MOJOK.CO – Dideketin akhi-akhi yang perhatian banget kayak mau ta’aruf, ketika udah deket ditinggal gitu aja. Katanya, kamu cuma jadi lahan dakwahnya.
Pernahkah kamu secara nggak sengaja lihat trailer dari sinema-sinema yang menayangkan cerita proses ta’aruf berujung pernikahan yang disajikan dengan begitu manis, romantis, dan ngebaperin? Kalau pernah, tenang, kamu nggak sendirian.
Yah, nggak bisa dipungkiri, dengan menjamurnya akun-akun hijrah di media sosial, yang selain membanjirnya konten mengenai proses hijrahnya seseorang, tema yang turut serta digandrungi anak-anak muda, wabilkhusus yang baru hijrah, adalah konten ta’aruf.

════════════════

Tugas yang Dikerjakan
**1)** Menurut tulisan tentang ta'aruf ini, tema apa yang turut digandrungi anak-anak muda selain konten proses hijrah seseorang?
**2)** Tuliskan kembali tanpa perubahan bagian tulisan tentang ta'aruf, dimulai dari "Pernahkah kamu secara" dan diakhiri dengan "adalah konten ta’aruf.".
**3)** Lanjutkan tulisan tentang ta'aruf ini mulai sesudah kalimat terakhir yang ditampilkan.

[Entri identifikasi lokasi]
════════════════

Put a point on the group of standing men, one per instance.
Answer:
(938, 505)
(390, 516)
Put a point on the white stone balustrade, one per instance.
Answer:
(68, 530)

════════════════

Jawaban Setiap Tugas
**1)** Tema yang turut digandrungi adalah konten ta'aruf.

**2)**
Pernahkah kamu secara nggak sengaja lihat trailer dari sinema-sinema yang menayangkan cerita proses ta’aruf berujung pernikahan yang disajikan dengan begitu manis, romantis, dan ngebaperin? Kalau pernah, tenang, kamu nggak sendirian.
Yah, nggak bisa dipungkiri, dengan menjamurnya akun-akun hijrah di media sosial, yang selain membanjirnya konten mengenai proses hijrahnya seseorang, tema yang turut serta digandrungi anak-anak muda, wabilkhusus yang baru hijrah, adalah konten ta’aruf.

**3)**
Yaaa kaliii siapa yang nggak baper. Baru nyampe rumah, eh, di ruang tamu lagi ada cowok gagah, saleh, dan ganteng sedang narik iuran desa melamar kita secara tiba-tiba? Hm.
Fenomena hijrah yang sudah banyak menjamur seperti sekarang membuka peluang khayalan bagi saya untuk bisa bertemu dengan sosok-sosok alim nan bersahaja yang bisa jadi calon imam idola, lantas datang untuk ta’aruf ke saya.
Didukung dengan tayangan-tayangan mengharukan mengenai proses ta’aruf yang berlanjut ke khitbah dan akhirnya nikah. Hal kayak gini jelas makin memantik rasa pinisirin perempuan kayak saya.
Hm, gimana ya calon suami saya nanti? Apakah ia adalah sosok alim bergelar lulusan kampus ternama? Penghafal Al-Quran? Mapan? Tampan? Atau malah semuanya?
Khalayan-khayalan semacam itu memang pernah membuai saya. Mungkin karena saya kebanyakan nonton sinema-sinema ta’aruf sih, sehingga bikin jomblo akut kayak saya (pada waktu itu) semakin haus akan kehadiran sosok idaman.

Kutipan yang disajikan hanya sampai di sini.